**TEXTAUSZUG:**
Doch auch hier kann das EP nur mitentscheiden, es hat kein Gesetzinitiativrecht, darf also keine eigenen Gesetzesvorschläge einbringen, sondern kann nur vorgelegte Gesetze, zusammen mit dem Ministerrat, verändern und beschließen.

Nur die als „Hüterin der Verträge“ deklarierte EU-Kommission darf Gesetzentwürfe, für die Bereiche in denen die EU tätig werden kann, vorlegen. Sie bestimmt daher die Art und Weise und den Zeitpunkt der Entwicklung der Union.
Doch die Zusammensetzung der Kommission kann der Unionsbürger nicht mitbestimmen, dies entscheiden allein die nationalen Regierungen, die seit der Erweiterung zum Mai 2004 jeweils eineN KommissarIn nominieren dürfen.
Das EP kann nur über die gesamte Kommission abstimmen und auch nur die gesamte Kommission abwählen.
Auch der Ministerrat, der eigentlich aus 16 Kombinationen von Fachministerräten besteht, hat wesentlich mehr Einfluss und Befugnisse auf die politisch wirksame Ausgestaltung der zusammenarbeitenden Staaten.

**AUFGABENSTELLUNG:** Setzen Sie den Textauszug über die Befugnisse der EU-Organe im Anschluss an seinen letzten Satz fort.

**GEGEBENES MATERIAL:**
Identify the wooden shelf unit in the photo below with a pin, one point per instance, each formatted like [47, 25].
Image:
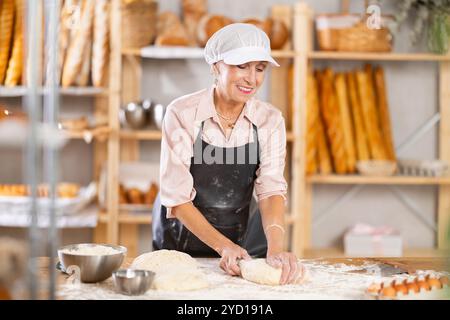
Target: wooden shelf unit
[126, 76]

**ERGEBNIS:**
So muss sich das EP in allen Bereichen die die 1. Säule der EU betreffen mit ihm absprechen und der Ministerrat kann allein endgültige Entscheidungen in der Agrarpolitik, im Wettbewerbs- und Steuerrecht und bei der Gemeinsamen Außen- und Sicherheitspolitik (2. Säule der EU) treffen.

Die 3. Säule der EU, die Innen- und Justizpolitik, ist weiterhin Angelegenheit der einzelnen Staaten, die für sich handeln, sich aber abstimmen und mögliche Leitlinien koordinieren und umsetzen.

Ein Beispiel
Dadurch, dass so wenig von den Entscheidungen auf europäischer Ebene und ihrem Entstehungsprozess, zu uns durch dringt, fällt es den nationalen Politikern leicht, bei auftretenden Problemen bei der Umsetzung von Richtlinien oder ungenehmen Gesetzesinitiativen der Kommission, auf Brüssel zu schimpfen und alle Verantwortung von sich zu schieben. Es darf aber nicht vergessen werden, dass die wesentliche Ausrichtung der Politik der EU von den Staats- und Regierungschefs der Mitgliedsstaaten bei den Treffen des Europäischen Rates sowie durch ihre Minister in den Ministerräten bestimmt wird. Und nicht selten spielen hier die Staatsvertreter ein anderes Spiel als sie es, dann wieder in der Heimat angelangt, gerne zugeben.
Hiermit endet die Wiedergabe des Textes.